Task to carry out:
Update all the records by changing each "Found:" to "Matches:", and leave every other line as it stands.

Input rows:

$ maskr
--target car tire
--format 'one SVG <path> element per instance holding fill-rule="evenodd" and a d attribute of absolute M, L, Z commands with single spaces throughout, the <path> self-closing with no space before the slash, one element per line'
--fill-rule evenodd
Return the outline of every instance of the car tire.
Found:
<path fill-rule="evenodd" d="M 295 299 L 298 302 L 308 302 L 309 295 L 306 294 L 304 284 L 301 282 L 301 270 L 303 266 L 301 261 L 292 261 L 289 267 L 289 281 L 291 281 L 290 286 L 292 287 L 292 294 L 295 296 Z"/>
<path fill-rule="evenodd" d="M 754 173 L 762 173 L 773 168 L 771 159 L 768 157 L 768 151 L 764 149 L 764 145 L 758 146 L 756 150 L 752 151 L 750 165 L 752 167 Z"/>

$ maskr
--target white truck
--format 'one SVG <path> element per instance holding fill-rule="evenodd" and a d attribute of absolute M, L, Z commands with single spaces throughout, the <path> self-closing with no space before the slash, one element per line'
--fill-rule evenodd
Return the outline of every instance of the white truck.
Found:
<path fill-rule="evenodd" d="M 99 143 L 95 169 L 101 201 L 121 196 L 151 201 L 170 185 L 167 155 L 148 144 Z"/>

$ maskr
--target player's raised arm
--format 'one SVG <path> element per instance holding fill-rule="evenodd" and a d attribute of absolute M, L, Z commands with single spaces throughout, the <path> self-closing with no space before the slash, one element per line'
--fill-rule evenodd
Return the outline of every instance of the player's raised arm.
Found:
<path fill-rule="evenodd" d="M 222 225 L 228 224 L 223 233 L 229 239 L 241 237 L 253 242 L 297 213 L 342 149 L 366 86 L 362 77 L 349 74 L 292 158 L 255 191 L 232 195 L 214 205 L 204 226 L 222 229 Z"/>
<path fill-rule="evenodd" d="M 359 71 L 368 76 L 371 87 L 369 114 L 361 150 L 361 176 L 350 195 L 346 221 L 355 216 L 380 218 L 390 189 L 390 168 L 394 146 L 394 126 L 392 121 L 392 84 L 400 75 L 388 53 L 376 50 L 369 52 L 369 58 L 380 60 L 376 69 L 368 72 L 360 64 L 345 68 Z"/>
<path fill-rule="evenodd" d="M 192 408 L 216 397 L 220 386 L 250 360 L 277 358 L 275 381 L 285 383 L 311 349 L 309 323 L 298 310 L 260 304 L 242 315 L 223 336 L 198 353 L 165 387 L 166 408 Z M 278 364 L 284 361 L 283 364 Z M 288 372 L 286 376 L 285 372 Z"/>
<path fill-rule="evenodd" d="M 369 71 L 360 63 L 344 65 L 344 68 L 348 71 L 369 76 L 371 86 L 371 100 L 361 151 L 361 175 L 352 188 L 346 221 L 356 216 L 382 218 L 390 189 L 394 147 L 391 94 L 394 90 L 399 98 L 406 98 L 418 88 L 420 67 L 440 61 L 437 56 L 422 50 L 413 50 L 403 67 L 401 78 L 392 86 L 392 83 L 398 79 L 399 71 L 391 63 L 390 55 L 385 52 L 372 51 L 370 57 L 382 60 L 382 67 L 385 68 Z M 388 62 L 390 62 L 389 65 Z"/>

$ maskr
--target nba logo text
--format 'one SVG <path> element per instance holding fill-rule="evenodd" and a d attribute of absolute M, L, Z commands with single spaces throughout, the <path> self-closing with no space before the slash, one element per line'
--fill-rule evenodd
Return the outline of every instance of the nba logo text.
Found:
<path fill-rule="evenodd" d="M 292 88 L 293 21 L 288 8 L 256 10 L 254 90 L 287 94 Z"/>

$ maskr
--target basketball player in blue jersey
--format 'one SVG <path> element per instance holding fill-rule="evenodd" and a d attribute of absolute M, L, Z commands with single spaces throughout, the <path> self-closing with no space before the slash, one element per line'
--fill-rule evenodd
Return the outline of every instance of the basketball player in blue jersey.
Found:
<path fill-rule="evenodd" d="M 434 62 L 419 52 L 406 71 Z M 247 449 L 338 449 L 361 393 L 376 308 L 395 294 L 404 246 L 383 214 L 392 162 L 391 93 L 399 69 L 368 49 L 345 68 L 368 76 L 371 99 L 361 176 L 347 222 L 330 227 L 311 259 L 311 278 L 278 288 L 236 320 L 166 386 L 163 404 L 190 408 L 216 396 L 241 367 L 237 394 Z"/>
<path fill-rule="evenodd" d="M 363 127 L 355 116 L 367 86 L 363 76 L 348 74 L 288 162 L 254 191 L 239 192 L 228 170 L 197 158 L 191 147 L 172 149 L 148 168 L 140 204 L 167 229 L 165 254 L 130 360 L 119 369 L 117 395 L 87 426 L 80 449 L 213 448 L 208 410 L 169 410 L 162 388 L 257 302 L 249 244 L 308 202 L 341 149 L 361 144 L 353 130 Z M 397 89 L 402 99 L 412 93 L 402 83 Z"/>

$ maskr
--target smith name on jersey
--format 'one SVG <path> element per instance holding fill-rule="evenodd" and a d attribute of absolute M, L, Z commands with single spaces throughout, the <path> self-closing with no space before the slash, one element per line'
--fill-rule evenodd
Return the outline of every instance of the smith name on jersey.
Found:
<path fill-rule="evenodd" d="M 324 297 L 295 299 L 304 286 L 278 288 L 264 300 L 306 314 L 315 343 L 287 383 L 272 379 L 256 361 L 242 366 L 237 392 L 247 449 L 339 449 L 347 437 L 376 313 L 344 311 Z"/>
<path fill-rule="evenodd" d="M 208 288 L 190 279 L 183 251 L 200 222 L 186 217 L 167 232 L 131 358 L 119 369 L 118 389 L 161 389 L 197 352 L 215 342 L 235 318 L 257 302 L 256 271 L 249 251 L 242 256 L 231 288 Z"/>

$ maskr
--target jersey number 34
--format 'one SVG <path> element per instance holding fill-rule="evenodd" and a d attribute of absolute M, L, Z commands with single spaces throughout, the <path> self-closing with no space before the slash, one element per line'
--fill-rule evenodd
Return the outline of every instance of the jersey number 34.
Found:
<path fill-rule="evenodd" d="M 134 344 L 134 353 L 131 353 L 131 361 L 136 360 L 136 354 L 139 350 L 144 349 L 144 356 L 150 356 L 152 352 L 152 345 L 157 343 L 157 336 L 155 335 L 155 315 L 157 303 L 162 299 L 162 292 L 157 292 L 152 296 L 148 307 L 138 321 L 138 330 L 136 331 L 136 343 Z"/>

Task answer:
$ maskr
--target car tire
--format 'one SVG <path> element per instance holding fill-rule="evenodd" and a d attribute of absolute M, L, Z commands with single spaces throughout, the <path> self-closing with no space before the slash, one element per line'
--fill-rule evenodd
Return the outline of every instance of the car tire.
Matches:
<path fill-rule="evenodd" d="M 295 299 L 298 302 L 308 302 L 309 295 L 306 294 L 304 284 L 301 282 L 301 270 L 303 266 L 301 261 L 292 261 L 289 267 L 289 281 L 291 281 L 290 286 L 292 287 L 292 294 L 295 296 Z"/>
<path fill-rule="evenodd" d="M 754 173 L 762 173 L 773 168 L 771 159 L 768 157 L 768 151 L 764 149 L 764 145 L 758 146 L 756 150 L 752 151 L 750 165 L 752 167 Z"/>

$ maskr
--target white truck
--format 'one SVG <path> element per instance holding fill-rule="evenodd" and a d attribute of absolute M, L, Z commands with single spaces throughout, the <path> self-closing with no space before the slash, one element per line'
--fill-rule evenodd
Return the outline of every instance of the white truck.
Matches:
<path fill-rule="evenodd" d="M 99 143 L 95 169 L 101 201 L 121 196 L 151 201 L 170 185 L 167 155 L 148 144 Z"/>

$ maskr
--target player's raised arm
--format 'one SVG <path> element per instance holding fill-rule="evenodd" and a d attribute of absolute M, L, Z commands with single spaces throughout, the <path> self-closing with no space before the slash, one element per line'
--fill-rule evenodd
Return the outline of every instance of the player's raised arm.
Matches:
<path fill-rule="evenodd" d="M 222 225 L 228 224 L 223 233 L 229 239 L 241 237 L 253 242 L 297 213 L 342 149 L 366 86 L 362 77 L 349 74 L 292 158 L 255 191 L 232 195 L 214 205 L 204 226 L 222 229 Z"/>
<path fill-rule="evenodd" d="M 359 71 L 368 76 L 371 87 L 369 114 L 361 150 L 361 176 L 350 195 L 346 221 L 355 216 L 380 218 L 390 189 L 390 168 L 394 146 L 394 126 L 392 121 L 392 84 L 400 75 L 388 53 L 376 50 L 369 52 L 369 58 L 380 60 L 376 69 L 368 72 L 360 64 L 345 68 Z"/>
<path fill-rule="evenodd" d="M 192 408 L 216 397 L 220 386 L 250 360 L 277 358 L 275 381 L 285 383 L 311 349 L 309 323 L 298 310 L 260 304 L 242 315 L 223 336 L 198 353 L 165 387 L 166 408 Z M 278 364 L 284 361 L 283 364 Z M 288 372 L 286 376 L 285 372 Z"/>
<path fill-rule="evenodd" d="M 369 71 L 360 63 L 344 65 L 344 68 L 348 71 L 369 76 L 371 86 L 371 100 L 361 151 L 361 175 L 352 188 L 346 221 L 356 216 L 382 218 L 390 189 L 394 147 L 391 94 L 394 90 L 399 98 L 406 98 L 418 88 L 420 67 L 440 61 L 437 56 L 422 50 L 413 50 L 403 67 L 401 78 L 392 86 L 392 83 L 398 79 L 399 71 L 391 63 L 390 55 L 385 52 L 372 51 L 370 57 L 382 60 L 382 67 L 385 68 Z M 388 62 L 390 62 L 389 65 Z"/>

$ maskr
--target nba logo text
--format 'one SVG <path> element per instance holding fill-rule="evenodd" and a d attribute of absolute M, L, Z commands with single spaces throughout, the <path> self-closing with no space before the slash, one element per line'
--fill-rule evenodd
Return the outline of every instance of the nba logo text.
Matches:
<path fill-rule="evenodd" d="M 292 88 L 293 21 L 288 8 L 256 10 L 254 90 L 287 94 Z"/>

$ maskr
--target basketball player in blue jersey
--format 'one SVG <path> element per instance holding fill-rule="evenodd" and a d attribute of absolute M, L, Z commands with single spaces throughout, the <path> self-closing with no space before the slash, one element per line'
--fill-rule evenodd
Return the outline of every instance of the basketball player in blue jersey.
Matches:
<path fill-rule="evenodd" d="M 434 62 L 419 52 L 406 71 Z M 247 449 L 338 449 L 361 393 L 376 308 L 395 294 L 404 246 L 383 214 L 392 162 L 391 93 L 399 69 L 368 49 L 345 68 L 368 76 L 371 99 L 361 176 L 347 222 L 330 227 L 311 259 L 311 278 L 278 288 L 236 320 L 166 386 L 163 404 L 190 408 L 216 396 L 241 367 L 237 394 Z"/>
<path fill-rule="evenodd" d="M 363 127 L 355 116 L 367 86 L 363 76 L 348 74 L 288 162 L 254 191 L 239 192 L 228 170 L 197 158 L 191 147 L 172 149 L 148 168 L 140 204 L 167 229 L 165 254 L 130 360 L 119 369 L 117 395 L 87 426 L 80 449 L 213 448 L 208 410 L 169 410 L 162 388 L 257 302 L 249 244 L 308 202 L 341 149 L 361 144 L 353 130 Z M 397 89 L 402 99 L 412 93 L 402 83 Z"/>

$ maskr
--target smith name on jersey
--format 'one SVG <path> element per instance holding fill-rule="evenodd" and a d attribute of absolute M, L, Z commands with single spaces throughout, the <path> self-closing with no space before the slash, one element per line'
--fill-rule evenodd
Return the outline of every instance of the smith name on jersey.
Matches:
<path fill-rule="evenodd" d="M 324 297 L 295 299 L 304 286 L 278 288 L 264 300 L 306 314 L 315 343 L 287 383 L 272 379 L 256 361 L 242 366 L 237 392 L 247 449 L 339 449 L 347 437 L 376 313 L 344 311 Z"/>
<path fill-rule="evenodd" d="M 208 288 L 190 279 L 183 251 L 200 222 L 186 217 L 167 232 L 131 358 L 119 369 L 118 389 L 161 389 L 197 352 L 215 342 L 235 318 L 257 302 L 256 271 L 249 251 L 242 256 L 231 288 Z"/>

$ maskr
--target jersey number 34
--format 'one SVG <path> element per instance holding fill-rule="evenodd" and a d attribute of absolute M, L, Z commands with single spaces throughout, the <path> self-closing with no space before the slash, one element per line'
--fill-rule evenodd
Return the outline of every instance of the jersey number 34.
Matches:
<path fill-rule="evenodd" d="M 134 344 L 134 353 L 131 353 L 131 361 L 136 360 L 136 354 L 139 350 L 144 349 L 144 356 L 150 356 L 152 352 L 152 345 L 157 343 L 157 336 L 155 335 L 155 315 L 157 303 L 162 299 L 162 292 L 157 292 L 152 296 L 148 307 L 138 321 L 138 330 L 136 331 L 136 343 Z"/>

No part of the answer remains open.